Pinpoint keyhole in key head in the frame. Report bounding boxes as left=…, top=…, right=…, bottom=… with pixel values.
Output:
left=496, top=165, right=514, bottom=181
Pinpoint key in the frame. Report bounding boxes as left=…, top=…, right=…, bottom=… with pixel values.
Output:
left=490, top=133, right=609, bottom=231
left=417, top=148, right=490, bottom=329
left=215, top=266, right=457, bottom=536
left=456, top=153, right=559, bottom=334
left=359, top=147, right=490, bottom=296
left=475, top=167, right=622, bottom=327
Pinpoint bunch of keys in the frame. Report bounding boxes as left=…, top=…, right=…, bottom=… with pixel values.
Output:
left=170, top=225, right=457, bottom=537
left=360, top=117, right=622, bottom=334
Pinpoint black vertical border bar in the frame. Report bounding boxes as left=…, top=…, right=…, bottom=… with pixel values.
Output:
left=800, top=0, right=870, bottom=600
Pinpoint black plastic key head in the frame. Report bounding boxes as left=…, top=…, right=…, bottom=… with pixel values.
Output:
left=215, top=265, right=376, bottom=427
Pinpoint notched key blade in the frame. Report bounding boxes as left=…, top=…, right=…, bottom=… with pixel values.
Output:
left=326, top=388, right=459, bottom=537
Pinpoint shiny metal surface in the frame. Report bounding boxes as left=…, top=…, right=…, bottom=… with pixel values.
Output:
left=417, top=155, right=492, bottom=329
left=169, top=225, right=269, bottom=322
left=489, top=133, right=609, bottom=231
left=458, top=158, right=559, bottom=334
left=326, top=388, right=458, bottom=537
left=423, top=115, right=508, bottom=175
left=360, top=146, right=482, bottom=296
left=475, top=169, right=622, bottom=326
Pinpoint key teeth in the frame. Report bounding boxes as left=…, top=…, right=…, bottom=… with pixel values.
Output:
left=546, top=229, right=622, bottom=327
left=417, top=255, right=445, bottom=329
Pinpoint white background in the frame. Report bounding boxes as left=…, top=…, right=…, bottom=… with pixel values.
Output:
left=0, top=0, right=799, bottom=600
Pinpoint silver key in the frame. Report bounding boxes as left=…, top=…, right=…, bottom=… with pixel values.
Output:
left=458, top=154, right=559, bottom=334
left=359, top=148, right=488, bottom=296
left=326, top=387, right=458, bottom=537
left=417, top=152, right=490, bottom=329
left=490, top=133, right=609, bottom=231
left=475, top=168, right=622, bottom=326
+===+
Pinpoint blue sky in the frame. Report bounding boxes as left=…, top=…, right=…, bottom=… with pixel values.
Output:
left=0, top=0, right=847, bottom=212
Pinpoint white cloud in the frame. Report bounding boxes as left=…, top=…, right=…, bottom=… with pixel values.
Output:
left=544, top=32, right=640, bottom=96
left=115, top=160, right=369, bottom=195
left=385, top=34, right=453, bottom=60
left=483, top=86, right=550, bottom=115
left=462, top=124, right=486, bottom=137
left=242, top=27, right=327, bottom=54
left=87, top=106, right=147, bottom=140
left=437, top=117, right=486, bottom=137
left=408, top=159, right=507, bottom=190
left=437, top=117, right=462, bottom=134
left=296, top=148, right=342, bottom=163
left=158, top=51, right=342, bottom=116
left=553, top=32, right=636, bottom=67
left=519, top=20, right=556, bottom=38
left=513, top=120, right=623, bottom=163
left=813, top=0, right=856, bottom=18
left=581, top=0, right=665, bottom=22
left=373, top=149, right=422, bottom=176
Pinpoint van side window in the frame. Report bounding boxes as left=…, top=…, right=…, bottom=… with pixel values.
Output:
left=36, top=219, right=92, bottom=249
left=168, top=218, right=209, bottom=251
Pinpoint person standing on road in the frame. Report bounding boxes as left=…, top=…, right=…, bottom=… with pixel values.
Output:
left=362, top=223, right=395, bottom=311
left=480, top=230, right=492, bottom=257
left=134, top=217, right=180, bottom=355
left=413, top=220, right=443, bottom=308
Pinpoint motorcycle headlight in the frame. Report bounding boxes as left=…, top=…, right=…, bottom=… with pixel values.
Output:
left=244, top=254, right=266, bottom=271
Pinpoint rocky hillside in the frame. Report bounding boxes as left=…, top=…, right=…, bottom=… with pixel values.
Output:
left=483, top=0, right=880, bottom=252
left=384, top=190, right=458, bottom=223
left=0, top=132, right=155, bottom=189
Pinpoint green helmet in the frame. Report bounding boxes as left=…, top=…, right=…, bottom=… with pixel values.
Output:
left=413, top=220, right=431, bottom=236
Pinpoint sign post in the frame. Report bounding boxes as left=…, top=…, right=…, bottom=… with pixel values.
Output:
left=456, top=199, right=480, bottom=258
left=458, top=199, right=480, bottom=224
+===+
Starting at the entry line containing "Pinpoint black plastic" and stopping after the line containing "left=326, top=388, right=459, bottom=537", change "notched" to "serrated" and reproduce those lines with nothing else altered.

Pinpoint black plastic key head in the frame. Report bounding boxes as left=…, top=…, right=…, bottom=… with pixel values.
Output:
left=215, top=265, right=376, bottom=427
Pinpoint serrated key blade in the frame. Report bounding boxes as left=…, top=…, right=…, bottom=… with pixel values.
Output:
left=326, top=388, right=459, bottom=537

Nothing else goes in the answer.